=== Begin Enclosure ===

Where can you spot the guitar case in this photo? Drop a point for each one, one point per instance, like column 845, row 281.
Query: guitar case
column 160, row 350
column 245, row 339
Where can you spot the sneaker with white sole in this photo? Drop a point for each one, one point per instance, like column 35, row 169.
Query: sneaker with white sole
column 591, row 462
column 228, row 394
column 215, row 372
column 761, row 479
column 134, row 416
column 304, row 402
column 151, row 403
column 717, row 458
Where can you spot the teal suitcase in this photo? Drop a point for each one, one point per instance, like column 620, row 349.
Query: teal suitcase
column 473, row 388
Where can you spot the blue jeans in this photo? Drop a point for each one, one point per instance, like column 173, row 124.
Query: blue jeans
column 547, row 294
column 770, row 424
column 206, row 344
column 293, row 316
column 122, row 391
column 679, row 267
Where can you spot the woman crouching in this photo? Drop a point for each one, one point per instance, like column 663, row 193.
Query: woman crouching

=== End Enclosure ===

*Task description:* Among the entries, find each line that includes the string "photo" and copy it.

*Solution below:*
Where can you spot the guitar case in this photo? Drop a point for each one, one point per instance, like column 845, row 281.
Where can you spot the sneaker with white sole in this photo? Drop a point for each one, one point per instance, like column 35, row 169.
Where can you spot the teal suitcase in this photo? Drop a point for each one, one point per instance, like column 620, row 349.
Where can you spot the blue jeans in this photo? Drop a point for each one, one point per instance, like column 173, row 124.
Where can you spot the woman crouching in this photo? Drop a point for each one, one point per instance, like column 663, row 193.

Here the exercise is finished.